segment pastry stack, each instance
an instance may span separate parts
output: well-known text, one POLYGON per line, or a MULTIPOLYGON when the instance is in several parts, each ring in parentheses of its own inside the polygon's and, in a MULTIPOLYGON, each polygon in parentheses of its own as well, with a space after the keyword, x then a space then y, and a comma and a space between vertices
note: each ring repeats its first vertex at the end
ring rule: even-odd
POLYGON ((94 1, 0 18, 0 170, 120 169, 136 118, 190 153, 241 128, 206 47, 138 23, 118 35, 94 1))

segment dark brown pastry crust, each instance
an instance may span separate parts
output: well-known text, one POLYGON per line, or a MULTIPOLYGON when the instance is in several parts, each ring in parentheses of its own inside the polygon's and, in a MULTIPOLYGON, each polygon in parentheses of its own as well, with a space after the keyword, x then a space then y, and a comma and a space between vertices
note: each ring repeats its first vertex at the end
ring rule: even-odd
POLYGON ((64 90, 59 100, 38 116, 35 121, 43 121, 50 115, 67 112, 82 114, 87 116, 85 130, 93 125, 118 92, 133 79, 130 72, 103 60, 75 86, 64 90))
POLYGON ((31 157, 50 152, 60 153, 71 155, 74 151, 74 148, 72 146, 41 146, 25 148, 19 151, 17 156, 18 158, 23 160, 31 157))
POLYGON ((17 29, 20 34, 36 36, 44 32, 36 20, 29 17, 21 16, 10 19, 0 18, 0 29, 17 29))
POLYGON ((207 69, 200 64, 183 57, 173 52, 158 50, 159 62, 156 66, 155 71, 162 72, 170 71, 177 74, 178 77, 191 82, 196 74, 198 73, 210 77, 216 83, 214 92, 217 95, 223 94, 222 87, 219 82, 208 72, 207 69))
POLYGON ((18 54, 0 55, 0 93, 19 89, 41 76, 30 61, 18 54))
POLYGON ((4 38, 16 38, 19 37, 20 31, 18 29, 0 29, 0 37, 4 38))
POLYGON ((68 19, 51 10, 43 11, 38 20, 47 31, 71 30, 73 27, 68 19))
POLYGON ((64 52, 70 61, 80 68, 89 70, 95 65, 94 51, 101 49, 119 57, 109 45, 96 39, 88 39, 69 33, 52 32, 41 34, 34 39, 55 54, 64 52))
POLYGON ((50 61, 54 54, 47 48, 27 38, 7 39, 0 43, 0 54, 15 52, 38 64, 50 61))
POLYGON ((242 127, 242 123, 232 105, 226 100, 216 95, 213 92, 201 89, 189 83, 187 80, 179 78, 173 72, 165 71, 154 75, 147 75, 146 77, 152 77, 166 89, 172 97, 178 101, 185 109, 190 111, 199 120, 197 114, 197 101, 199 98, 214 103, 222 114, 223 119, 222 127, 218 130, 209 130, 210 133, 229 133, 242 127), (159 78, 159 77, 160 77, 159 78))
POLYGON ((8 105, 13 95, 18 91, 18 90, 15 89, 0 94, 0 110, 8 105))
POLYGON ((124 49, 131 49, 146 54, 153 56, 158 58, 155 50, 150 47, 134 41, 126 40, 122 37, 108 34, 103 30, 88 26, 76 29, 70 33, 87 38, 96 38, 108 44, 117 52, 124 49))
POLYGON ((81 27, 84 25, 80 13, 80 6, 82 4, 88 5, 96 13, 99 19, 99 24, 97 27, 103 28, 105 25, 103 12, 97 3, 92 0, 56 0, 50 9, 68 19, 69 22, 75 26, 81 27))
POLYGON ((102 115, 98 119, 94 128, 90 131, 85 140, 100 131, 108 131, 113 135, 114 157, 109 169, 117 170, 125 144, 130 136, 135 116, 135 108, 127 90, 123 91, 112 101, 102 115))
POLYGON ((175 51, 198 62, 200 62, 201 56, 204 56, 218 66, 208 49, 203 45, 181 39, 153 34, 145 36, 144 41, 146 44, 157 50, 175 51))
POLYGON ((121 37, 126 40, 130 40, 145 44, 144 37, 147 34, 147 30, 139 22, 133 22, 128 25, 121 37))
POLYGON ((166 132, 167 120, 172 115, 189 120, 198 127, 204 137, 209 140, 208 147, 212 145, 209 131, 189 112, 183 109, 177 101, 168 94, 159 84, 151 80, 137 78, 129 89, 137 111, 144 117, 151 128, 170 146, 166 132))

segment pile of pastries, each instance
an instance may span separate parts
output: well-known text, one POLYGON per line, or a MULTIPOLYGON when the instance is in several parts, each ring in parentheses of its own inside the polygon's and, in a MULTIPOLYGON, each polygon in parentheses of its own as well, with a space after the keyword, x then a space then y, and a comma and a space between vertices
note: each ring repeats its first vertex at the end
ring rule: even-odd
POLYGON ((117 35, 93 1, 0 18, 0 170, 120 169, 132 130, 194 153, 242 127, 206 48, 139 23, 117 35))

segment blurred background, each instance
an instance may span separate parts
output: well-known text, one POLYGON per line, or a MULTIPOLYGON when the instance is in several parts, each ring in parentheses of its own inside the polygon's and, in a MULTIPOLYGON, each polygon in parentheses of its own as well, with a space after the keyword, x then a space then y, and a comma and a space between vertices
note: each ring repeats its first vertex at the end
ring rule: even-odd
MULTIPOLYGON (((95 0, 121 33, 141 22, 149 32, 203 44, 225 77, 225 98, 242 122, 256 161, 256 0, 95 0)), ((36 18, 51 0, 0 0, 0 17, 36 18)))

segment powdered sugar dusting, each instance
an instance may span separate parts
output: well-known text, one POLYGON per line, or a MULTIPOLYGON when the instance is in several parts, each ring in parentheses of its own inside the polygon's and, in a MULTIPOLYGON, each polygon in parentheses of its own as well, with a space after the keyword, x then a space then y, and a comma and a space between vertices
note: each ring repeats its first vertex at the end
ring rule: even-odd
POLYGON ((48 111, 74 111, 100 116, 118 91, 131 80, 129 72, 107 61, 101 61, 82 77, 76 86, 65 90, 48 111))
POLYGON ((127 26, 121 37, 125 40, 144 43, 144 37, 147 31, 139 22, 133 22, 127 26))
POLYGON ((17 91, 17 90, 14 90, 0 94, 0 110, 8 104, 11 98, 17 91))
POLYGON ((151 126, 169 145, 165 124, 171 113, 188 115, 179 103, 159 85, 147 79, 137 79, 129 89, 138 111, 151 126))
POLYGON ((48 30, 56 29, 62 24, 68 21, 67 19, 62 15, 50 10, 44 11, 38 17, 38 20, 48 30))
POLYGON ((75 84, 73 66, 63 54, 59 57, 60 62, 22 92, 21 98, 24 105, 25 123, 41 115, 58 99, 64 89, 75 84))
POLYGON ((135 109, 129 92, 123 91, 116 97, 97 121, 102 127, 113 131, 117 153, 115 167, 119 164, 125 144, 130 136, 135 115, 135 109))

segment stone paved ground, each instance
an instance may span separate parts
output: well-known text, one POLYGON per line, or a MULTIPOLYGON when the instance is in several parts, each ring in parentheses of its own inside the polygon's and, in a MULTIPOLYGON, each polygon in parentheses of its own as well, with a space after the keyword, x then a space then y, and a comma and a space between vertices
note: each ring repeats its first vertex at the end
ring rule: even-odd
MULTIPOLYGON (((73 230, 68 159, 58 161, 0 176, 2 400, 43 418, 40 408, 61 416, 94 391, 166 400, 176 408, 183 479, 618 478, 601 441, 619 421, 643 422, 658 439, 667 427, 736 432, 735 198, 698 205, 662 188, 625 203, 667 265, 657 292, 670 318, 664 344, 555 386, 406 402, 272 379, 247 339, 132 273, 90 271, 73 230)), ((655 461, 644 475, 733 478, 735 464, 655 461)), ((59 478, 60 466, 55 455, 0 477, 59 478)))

...

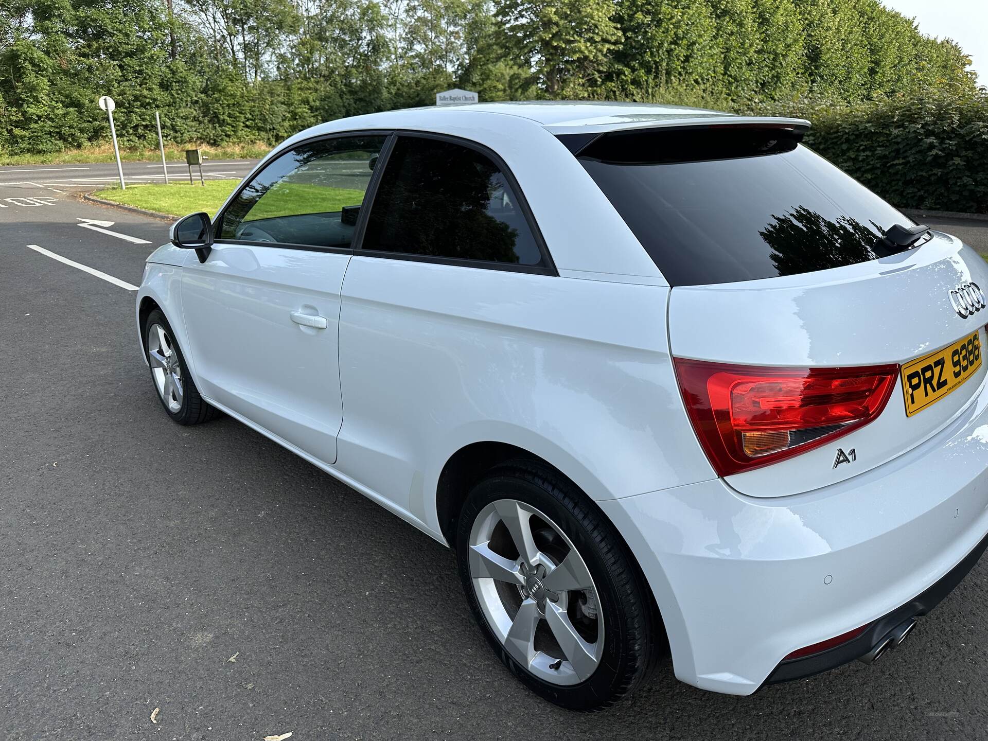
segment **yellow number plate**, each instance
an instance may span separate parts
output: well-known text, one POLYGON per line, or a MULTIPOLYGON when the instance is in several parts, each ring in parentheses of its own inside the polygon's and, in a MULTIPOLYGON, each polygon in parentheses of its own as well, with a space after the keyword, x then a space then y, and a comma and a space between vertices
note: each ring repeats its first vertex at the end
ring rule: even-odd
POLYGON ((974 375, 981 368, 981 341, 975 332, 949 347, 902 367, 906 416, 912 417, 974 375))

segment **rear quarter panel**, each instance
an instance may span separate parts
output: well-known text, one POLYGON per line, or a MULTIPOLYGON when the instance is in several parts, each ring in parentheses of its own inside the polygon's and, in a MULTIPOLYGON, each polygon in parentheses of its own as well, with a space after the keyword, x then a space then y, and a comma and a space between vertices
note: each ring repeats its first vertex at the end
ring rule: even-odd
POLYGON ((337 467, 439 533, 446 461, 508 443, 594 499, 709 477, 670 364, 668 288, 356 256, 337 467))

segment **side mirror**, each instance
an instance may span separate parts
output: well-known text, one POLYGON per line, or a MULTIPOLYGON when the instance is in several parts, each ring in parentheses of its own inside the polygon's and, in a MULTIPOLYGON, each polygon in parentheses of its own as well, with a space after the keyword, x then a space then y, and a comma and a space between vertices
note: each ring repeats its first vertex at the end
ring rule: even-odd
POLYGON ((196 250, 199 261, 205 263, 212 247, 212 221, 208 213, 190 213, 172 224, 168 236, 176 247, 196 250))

# TASK TO CARRY OUT
Rewrite the lines starting at the line that contains "segment **rear quarter panel**, each instance" and ending at the line that contains "POLYGON ((337 467, 439", changing "even-odd" to "nonzero" and leaving all else as it stands.

# REPLY TO THE TASK
segment **rear quarter panel**, each instance
an instance may span separate parts
output: well-known text, one POLYGON per line, or a MULTIPOLYGON when the instance is in several parts, each ring in parentheses of its own inside the polygon's and, in a MULTIPOLYGON, each polygon in parentheses of its own as well, with a space after the keyword, x then a space then y, and a comma and a space between vertices
note: each ring repeats its first vertex at the end
ring rule: nonzero
POLYGON ((337 467, 439 533, 446 461, 508 443, 594 499, 709 477, 670 364, 668 288, 356 256, 337 467))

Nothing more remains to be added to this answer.